*** INFORMATION GIVEN

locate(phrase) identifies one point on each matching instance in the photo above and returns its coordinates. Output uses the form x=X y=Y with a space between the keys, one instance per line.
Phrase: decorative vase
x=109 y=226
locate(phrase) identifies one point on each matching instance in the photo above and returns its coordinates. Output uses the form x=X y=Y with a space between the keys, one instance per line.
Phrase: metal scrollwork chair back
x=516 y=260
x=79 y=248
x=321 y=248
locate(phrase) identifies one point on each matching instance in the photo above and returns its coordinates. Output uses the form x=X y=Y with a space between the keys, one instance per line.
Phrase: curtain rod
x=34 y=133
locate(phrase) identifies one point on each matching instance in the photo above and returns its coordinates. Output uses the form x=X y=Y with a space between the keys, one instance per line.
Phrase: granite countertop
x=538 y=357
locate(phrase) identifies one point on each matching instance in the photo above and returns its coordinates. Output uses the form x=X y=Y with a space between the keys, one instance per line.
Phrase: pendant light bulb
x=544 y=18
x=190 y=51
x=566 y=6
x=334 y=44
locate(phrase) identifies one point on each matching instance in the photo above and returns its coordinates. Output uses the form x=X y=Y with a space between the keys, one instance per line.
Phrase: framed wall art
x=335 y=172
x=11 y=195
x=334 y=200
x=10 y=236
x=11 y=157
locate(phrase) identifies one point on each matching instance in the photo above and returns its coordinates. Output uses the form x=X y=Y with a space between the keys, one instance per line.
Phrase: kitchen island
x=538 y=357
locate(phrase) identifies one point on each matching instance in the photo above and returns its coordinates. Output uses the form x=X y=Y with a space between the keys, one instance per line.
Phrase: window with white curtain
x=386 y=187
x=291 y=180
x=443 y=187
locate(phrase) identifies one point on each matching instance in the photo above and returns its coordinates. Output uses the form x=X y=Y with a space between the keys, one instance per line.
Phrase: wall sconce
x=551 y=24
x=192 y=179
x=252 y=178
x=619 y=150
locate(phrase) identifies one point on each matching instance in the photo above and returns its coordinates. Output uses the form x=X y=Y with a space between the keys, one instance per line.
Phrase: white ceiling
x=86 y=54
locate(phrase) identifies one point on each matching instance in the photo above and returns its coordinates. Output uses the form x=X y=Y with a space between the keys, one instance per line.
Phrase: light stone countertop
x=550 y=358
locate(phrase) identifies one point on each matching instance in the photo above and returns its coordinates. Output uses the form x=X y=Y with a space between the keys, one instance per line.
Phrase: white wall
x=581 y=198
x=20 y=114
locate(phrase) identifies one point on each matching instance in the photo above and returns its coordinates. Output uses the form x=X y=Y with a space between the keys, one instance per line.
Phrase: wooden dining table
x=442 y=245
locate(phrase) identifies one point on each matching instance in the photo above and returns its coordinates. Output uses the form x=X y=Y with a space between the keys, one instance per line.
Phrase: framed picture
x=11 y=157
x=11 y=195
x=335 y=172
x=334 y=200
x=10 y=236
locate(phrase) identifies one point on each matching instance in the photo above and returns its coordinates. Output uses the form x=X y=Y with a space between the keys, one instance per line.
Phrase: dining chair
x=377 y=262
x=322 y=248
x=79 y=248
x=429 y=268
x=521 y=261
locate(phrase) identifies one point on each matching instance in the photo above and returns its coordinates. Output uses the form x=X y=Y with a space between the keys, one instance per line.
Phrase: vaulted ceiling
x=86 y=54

******

**GOAL OF THE EXERCISE**
The entries shown above must be reproduced in full, exactly as written.

**RESPONSE FOR THIS EXERCISE**
locate(phrase) identifies one point on each matching instance in the photo above and returns its coordinates. Output uses the form x=X y=Y with a space between the keys, one instance per line.
Phrase: decorative vase
x=109 y=226
locate(phrase) identifies one point on each matching instance in the photo above and returns its coordinates. Output uses the form x=X y=Y with a space between the keys, one instance per line.
Phrase: metal scrollwork chair back
x=516 y=260
x=79 y=248
x=321 y=248
locate(phrase) identifies one point on each matching instance in the photo above and returns its coordinates. Output uses the form x=X y=Y with a space between the keys, one instance per line.
Phrase: curtain rod
x=34 y=133
locate(phrase) identifies one point on each matching instance in the photo above and returns its coordinates. Output uses the form x=X y=Y with a space between the keys, one instance per line.
Phrase: granite countertop
x=538 y=357
locate(phrase) identifies one point on each matching instance in the photo above and returns its coordinates. Output uses the form x=X y=Y with a space between the keys, one instance per line.
Phrase: pendant light bulb
x=544 y=18
x=190 y=51
x=566 y=6
x=334 y=44
locate(phrase) identifies one point on each matching instance in the photo above and returns its coordinates. Output uses the form x=X y=Y with a space between the keys, one instance per line.
Phrase: framed wall art
x=335 y=172
x=11 y=195
x=334 y=200
x=10 y=236
x=11 y=157
locate(phrase) identifies one point on each matching instance in the photo above and returns its coordinates. Output uses the form x=X y=Y with a space between the keys, one instance per line.
Phrase: kitchen island
x=538 y=357
locate(phrase) identifies one point on each matching instance in the photo above and returns its coordinates. Output uses the form x=X y=Y with a space between the keys, one instance per line.
Phrase: window with white curtain
x=386 y=187
x=291 y=180
x=443 y=187
locate(phrase) identifies one point on each matching instance in the photo above and returns its coordinates. Output uses the form x=X y=Y with a space between the keys, one instance per line.
Phrase: wall sconce
x=551 y=24
x=192 y=179
x=252 y=178
x=619 y=150
locate(phrase) identifies one point on each matching instance in the photo above and returns its coordinates. Output uses the form x=X y=Y with a space between the keys, one instance per line.
Phrase: white ceiling
x=86 y=54
locate(phrase) identifies one point on each matching instance in the photo above and returns its coordinates. Output uses the form x=X y=Y with a space between the keys, one instance per line.
Phrase: light stone countertop
x=550 y=358
locate(phrase) identifies one point on each matching instance in the photo above and returns its coordinates. Output uses the form x=X y=Y with a space between the keys, one instance per line.
Phrase: white wall
x=581 y=198
x=20 y=114
locate(phrase) identifies one point on each matching instance in the photo above and returns its coordinates. Output uses the form x=X y=Y with a space between the keys, one instance per line.
Phrase: wooden dining table
x=442 y=245
locate(phrase) identifies one point on each matching instance in the photo above and returns its coordinates. Output uses the form x=X y=Y with a space between the keys, one instance per line.
Phrase: framed picture
x=11 y=157
x=11 y=195
x=335 y=172
x=334 y=200
x=10 y=236
locate(phrase) identifies one point on each matching instance in the photo above and returns its coordinates. Output uses the form x=X y=Y with a space between the keys, one instance per line.
Phrase: dining chair
x=377 y=262
x=322 y=248
x=79 y=248
x=429 y=268
x=521 y=261
locate(phrase) identifies one point on each matching instance in the photo above and returns its coordinates. Output uses the form x=X y=Y with a space between the keys, one instance per line.
Phrase: vaulted ceiling
x=86 y=54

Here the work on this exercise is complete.